● **TASKS**
• A. According to the court opinion, on what account did Page & Greenfield recover judgment against the town-site company? Answer in one to three sentences.
• B. List every party at Logansport for whose buildings, according to the court opinion, Page & Greenfield furnished lumber and supplies.

Union Pacific Town-Site Co. v. Page

54 Kan. 363 | Kan. | 1894

The opinion of the court was delivered by

Horton, C. J.:

The contention in this case is over the instructions given and refused. It appears that Page & Greenfield, doing business at Monument, in this state, furnished lumber and supplies for the buildings of the following parties at Logansport: Butler, Walters, Barnes, Wolver, Mrs. Handley, the Smith Brothers, and Smith & McCue. They knew at the time of selling the lumber that it was to be used in the buildings of these parties, who had purchased lots of the town-site company. They charged all of this lumber to the town-site company and have recovered judgment on account thereof against it.

[Data records]
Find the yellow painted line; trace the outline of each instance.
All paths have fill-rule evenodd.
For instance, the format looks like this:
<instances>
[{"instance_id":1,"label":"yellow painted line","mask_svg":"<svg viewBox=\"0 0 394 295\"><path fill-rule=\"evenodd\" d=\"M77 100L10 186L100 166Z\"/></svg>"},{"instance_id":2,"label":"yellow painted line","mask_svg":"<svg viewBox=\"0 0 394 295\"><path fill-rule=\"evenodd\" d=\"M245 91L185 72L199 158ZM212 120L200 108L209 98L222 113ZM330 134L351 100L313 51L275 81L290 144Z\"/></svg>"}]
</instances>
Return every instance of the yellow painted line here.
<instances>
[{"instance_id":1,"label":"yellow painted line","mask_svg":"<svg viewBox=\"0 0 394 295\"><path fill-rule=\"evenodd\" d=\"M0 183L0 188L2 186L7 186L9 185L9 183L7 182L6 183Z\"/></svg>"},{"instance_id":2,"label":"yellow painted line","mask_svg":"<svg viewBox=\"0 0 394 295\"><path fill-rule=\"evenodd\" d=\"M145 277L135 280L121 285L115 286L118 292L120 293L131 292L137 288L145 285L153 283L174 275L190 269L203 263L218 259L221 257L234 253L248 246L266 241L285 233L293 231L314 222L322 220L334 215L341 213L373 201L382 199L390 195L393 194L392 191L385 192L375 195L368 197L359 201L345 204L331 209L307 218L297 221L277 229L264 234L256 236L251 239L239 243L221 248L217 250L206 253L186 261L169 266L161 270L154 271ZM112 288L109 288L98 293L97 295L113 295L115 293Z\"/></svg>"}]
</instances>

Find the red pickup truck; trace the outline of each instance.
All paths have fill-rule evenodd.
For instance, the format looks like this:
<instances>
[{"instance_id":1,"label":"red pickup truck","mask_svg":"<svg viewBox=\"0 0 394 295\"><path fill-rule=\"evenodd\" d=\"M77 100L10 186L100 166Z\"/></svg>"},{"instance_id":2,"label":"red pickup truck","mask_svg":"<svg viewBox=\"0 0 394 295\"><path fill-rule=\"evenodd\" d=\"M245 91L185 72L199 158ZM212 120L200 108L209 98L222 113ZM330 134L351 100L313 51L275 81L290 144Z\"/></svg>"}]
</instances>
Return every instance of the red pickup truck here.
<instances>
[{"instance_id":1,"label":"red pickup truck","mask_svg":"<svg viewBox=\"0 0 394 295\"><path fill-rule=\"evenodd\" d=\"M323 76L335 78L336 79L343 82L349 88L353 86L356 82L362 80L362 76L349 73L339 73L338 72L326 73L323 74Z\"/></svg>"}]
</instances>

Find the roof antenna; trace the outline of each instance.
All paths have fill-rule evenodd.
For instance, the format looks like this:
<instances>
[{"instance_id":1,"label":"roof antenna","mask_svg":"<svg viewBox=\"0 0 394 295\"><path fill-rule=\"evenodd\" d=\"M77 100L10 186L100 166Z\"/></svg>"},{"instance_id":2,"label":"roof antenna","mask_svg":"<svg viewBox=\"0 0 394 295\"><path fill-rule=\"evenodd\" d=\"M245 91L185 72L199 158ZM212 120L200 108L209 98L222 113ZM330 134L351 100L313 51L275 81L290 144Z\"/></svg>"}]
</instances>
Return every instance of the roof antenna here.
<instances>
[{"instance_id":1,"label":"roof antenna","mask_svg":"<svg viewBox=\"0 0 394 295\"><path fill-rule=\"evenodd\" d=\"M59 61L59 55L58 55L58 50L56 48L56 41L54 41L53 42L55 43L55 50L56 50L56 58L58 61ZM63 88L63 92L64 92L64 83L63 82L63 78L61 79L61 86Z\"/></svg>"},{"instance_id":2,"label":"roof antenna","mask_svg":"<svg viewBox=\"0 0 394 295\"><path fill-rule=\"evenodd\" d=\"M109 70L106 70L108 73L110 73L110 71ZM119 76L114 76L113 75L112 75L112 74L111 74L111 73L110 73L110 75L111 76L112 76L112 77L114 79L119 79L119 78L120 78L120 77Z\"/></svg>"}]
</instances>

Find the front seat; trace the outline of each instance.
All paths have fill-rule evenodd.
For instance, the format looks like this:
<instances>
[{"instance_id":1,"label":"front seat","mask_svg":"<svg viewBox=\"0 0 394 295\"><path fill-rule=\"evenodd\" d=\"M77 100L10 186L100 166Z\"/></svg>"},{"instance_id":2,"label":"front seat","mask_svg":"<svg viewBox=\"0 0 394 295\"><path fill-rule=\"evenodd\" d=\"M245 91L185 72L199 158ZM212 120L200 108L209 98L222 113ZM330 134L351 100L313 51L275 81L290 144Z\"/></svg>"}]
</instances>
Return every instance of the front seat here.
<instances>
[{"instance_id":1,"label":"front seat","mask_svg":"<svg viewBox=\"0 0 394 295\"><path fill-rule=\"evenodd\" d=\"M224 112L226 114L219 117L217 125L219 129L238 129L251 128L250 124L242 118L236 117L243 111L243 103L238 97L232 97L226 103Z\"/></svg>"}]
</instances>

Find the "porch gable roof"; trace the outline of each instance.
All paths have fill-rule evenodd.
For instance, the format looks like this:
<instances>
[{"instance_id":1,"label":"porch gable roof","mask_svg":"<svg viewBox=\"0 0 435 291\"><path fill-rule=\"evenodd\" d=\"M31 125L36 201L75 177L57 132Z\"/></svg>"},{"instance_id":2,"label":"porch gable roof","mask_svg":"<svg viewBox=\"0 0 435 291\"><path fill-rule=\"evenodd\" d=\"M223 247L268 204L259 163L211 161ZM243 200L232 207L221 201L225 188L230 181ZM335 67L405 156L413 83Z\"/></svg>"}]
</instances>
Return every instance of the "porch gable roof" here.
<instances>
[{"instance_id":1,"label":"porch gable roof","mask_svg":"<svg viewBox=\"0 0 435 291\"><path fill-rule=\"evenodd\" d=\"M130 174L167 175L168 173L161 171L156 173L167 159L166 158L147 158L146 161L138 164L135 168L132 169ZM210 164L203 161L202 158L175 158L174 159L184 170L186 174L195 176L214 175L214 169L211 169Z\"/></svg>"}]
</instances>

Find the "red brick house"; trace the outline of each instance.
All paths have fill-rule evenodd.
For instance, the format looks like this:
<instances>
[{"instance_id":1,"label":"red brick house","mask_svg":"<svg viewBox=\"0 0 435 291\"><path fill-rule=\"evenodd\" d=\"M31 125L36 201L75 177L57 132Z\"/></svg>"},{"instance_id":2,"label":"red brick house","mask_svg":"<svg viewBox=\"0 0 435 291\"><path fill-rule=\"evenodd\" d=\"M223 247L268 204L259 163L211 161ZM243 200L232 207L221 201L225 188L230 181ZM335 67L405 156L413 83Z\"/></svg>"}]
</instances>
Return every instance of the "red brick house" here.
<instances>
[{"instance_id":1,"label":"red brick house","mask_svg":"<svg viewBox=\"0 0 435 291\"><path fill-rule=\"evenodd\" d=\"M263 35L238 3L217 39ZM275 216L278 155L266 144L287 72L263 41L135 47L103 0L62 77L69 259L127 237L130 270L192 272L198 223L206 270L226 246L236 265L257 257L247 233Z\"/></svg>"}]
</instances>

● **SOLUTIONS IN ORDER**
• A. Page & Greenfield recovered judgment on account of the lumber and supplies they charged to the town-site company. They had furnished those materials for buildings at Logansport, knowing they would be used by parties who had bought lots from the company.

• B. Butler, Walters, Barnes, Wolver, Mrs. Handley, the Smith Brothers, Smith & McCue